◆ **AIM OF THE EXERCISE**:
In the Hamming distance passage, what HD range does the model predict for iris images taken from the same eye?

======== EXCERPTED PASSAGE

3.4.2 Hamming Distance (HD)

The hamming distance is used as a second method for feature extraction and classification, to determine if the two templates are created by heterogeneous iris or the same iris.

HD value resulted from comparing X and Y bits as the ratio of the number of different bits to the total number of bits in the template. ⊕ is the XOR operation and N is the feature length code. Xj and Yj are the identical bit code used to represent the two template image feature codes, respectively.

$$HD=\frac{1}{\mathrm{N}}{\sum }_{j=1}^{N}\left({X}_{j} \oplus {Y}_{J}\right)$$

After the image is edge-detected and segmented, a feature template and an associated noise mask are created.

This template is compared to all of the final templates that have been enrolled, and a Hamming distance (HD) is calculated. While the iris templates created from separate irises are wholly unique, the values of the two-bit patterns are completely random, and the HD between them should be larger than or equal to 0.35, but the HD for the same iris templates should be close to 0 [4]. Our model predicts that the HD for iris images from the same eye is between 0.14 and 0.35 and for iris images from separate eyes is between 0.36 and 0.56. The HD range we employed was determined by the experiments described in the next section.

================
======== LISTED RECORDS

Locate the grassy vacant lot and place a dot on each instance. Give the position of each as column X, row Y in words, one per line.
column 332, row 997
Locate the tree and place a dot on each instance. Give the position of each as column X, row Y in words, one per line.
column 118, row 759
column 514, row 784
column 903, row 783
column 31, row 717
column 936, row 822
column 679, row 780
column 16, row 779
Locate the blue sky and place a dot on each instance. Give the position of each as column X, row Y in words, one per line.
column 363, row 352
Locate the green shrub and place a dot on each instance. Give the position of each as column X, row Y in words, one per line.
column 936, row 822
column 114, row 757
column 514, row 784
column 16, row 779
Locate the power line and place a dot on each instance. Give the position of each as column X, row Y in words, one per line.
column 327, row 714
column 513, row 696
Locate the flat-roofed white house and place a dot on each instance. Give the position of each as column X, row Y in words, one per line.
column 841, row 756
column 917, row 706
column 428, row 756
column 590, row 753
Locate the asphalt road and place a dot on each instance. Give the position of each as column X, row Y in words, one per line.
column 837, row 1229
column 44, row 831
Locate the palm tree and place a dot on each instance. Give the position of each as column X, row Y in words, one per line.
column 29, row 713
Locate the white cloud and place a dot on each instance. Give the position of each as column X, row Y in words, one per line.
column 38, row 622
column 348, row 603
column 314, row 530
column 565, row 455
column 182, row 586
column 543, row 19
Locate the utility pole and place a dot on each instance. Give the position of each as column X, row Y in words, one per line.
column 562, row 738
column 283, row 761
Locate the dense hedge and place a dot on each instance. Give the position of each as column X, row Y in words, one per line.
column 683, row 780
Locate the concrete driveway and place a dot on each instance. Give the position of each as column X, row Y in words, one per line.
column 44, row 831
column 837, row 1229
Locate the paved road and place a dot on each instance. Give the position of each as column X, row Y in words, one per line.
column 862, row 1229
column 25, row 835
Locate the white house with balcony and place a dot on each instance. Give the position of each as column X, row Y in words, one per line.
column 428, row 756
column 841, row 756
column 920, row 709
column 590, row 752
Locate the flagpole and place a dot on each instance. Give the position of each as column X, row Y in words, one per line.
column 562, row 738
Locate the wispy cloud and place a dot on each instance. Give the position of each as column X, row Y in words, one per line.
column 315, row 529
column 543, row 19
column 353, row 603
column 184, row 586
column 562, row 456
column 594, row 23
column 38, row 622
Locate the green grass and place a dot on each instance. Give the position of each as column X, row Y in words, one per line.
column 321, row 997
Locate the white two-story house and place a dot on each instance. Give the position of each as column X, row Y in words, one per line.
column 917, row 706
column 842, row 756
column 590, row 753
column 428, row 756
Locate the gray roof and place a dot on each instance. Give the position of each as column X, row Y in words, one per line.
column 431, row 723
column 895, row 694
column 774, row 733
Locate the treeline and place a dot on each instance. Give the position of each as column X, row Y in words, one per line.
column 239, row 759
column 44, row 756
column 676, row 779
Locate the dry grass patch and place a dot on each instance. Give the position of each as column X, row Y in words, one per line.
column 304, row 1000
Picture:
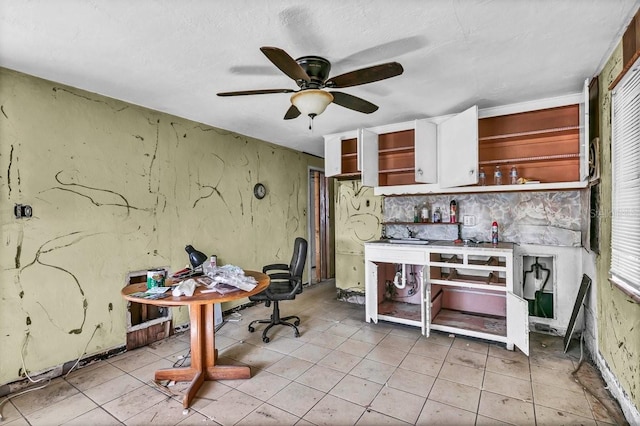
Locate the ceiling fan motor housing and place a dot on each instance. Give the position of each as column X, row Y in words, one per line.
column 317, row 69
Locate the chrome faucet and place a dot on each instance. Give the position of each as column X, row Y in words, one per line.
column 411, row 233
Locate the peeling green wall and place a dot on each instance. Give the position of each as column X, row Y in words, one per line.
column 618, row 315
column 358, row 218
column 117, row 188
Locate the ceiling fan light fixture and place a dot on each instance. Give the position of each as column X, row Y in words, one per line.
column 311, row 102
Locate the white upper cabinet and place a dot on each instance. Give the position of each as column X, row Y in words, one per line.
column 447, row 153
column 584, row 133
column 458, row 149
column 368, row 157
column 426, row 151
column 362, row 159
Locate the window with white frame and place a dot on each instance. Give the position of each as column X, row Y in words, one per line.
column 625, row 197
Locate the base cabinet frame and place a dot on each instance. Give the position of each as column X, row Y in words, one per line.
column 462, row 290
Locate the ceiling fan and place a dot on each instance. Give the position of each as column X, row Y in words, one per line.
column 311, row 74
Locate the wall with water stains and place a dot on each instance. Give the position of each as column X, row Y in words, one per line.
column 117, row 188
column 618, row 315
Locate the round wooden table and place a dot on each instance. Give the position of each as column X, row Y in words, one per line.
column 203, row 351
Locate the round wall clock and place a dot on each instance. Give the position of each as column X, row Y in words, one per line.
column 259, row 191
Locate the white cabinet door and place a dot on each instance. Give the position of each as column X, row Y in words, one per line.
column 584, row 133
column 371, row 291
column 332, row 156
column 458, row 149
column 368, row 157
column 426, row 151
column 518, row 322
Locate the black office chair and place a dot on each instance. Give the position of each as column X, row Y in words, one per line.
column 286, row 283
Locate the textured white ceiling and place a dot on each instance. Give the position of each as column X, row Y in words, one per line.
column 174, row 56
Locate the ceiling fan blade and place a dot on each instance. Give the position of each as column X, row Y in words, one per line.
column 256, row 92
column 292, row 112
column 285, row 63
column 353, row 102
column 366, row 75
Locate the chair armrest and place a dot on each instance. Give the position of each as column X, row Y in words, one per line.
column 296, row 287
column 277, row 266
column 279, row 276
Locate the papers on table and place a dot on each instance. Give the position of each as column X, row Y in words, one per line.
column 228, row 276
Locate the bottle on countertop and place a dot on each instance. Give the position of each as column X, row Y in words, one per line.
column 497, row 176
column 482, row 177
column 424, row 212
column 437, row 216
column 513, row 176
column 494, row 233
column 453, row 211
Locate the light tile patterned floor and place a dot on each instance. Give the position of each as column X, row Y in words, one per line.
column 340, row 371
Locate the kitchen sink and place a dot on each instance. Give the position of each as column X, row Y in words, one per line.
column 407, row 241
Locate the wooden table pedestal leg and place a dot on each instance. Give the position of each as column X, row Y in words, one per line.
column 203, row 356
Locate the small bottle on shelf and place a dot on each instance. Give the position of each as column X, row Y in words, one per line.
column 437, row 216
column 424, row 212
column 494, row 233
column 497, row 176
column 453, row 211
column 482, row 177
column 513, row 176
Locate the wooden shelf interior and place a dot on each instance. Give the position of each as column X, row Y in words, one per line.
column 544, row 145
column 479, row 311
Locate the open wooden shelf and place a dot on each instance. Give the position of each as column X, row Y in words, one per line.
column 396, row 158
column 543, row 145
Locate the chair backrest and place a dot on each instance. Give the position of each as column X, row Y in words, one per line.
column 299, row 258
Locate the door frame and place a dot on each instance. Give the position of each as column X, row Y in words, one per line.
column 325, row 241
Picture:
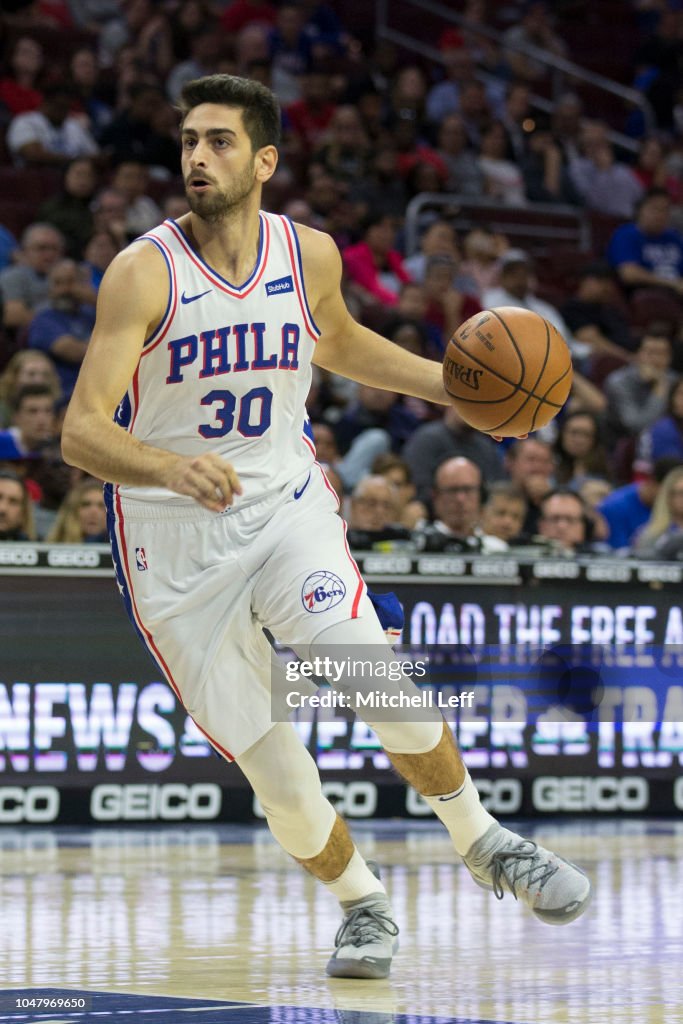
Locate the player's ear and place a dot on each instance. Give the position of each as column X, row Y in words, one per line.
column 265, row 163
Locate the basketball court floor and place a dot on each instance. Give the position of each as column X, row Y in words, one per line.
column 217, row 926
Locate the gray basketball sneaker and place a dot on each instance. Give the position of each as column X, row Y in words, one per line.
column 367, row 939
column 553, row 888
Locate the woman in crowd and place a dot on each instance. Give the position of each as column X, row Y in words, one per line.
column 29, row 366
column 666, row 434
column 82, row 516
column 579, row 451
column 662, row 536
column 410, row 511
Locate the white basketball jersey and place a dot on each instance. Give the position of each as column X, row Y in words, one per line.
column 227, row 370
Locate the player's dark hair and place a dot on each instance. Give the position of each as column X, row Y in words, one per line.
column 260, row 110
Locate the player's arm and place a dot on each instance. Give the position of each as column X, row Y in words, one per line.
column 131, row 302
column 347, row 348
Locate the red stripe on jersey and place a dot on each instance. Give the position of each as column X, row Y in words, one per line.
column 329, row 485
column 144, row 631
column 360, row 588
column 308, row 442
column 174, row 299
column 295, row 272
column 212, row 275
column 136, row 397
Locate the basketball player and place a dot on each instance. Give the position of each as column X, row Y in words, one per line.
column 222, row 522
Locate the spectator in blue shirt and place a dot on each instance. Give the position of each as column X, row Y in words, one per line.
column 648, row 252
column 627, row 509
column 62, row 328
column 666, row 435
column 7, row 247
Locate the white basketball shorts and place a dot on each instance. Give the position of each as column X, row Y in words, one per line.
column 201, row 587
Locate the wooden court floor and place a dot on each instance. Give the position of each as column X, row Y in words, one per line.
column 213, row 925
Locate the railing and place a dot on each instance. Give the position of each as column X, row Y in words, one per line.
column 553, row 221
column 559, row 68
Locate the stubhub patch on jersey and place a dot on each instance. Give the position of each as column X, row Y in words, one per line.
column 322, row 590
column 280, row 286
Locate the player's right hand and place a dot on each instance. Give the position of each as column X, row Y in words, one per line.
column 208, row 478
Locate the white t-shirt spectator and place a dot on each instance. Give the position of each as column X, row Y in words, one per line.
column 70, row 139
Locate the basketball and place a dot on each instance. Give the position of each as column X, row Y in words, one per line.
column 508, row 371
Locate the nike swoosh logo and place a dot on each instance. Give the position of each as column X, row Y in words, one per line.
column 193, row 298
column 298, row 494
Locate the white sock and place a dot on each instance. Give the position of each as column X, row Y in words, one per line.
column 462, row 814
column 355, row 882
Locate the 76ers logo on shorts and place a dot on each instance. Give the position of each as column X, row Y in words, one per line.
column 322, row 591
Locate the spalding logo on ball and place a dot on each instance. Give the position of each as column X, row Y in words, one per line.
column 508, row 371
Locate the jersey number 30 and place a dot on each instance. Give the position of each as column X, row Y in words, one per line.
column 253, row 416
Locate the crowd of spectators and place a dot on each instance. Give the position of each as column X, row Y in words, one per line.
column 87, row 89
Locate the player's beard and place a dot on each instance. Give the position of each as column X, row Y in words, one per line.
column 218, row 204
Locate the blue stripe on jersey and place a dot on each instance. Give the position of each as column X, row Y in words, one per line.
column 123, row 414
column 236, row 288
column 118, row 567
column 156, row 331
column 303, row 283
column 308, row 431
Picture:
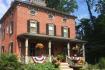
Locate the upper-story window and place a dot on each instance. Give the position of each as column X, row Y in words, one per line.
column 33, row 26
column 65, row 31
column 11, row 47
column 2, row 49
column 11, row 28
column 64, row 20
column 33, row 11
column 3, row 34
column 50, row 16
column 51, row 29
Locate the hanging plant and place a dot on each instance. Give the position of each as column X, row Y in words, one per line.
column 39, row 45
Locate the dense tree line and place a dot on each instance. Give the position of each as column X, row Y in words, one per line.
column 93, row 31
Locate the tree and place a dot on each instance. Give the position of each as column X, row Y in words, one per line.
column 62, row 5
column 96, row 38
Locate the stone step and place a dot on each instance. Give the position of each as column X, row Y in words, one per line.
column 64, row 66
column 67, row 69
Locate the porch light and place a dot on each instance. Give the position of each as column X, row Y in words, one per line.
column 39, row 45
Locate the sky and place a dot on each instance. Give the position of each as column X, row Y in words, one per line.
column 81, row 12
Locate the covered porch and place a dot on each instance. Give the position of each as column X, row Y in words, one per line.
column 53, row 46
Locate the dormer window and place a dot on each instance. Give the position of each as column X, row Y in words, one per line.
column 33, row 11
column 33, row 26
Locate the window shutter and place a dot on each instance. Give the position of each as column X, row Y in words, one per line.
column 54, row 30
column 47, row 30
column 28, row 26
column 62, row 33
column 38, row 27
column 68, row 32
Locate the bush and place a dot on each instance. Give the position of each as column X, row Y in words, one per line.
column 9, row 62
column 46, row 66
column 100, row 65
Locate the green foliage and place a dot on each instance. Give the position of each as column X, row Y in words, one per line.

================

◆ **RESULT OF THIS TASK**:
Between 0.14 and 0.35.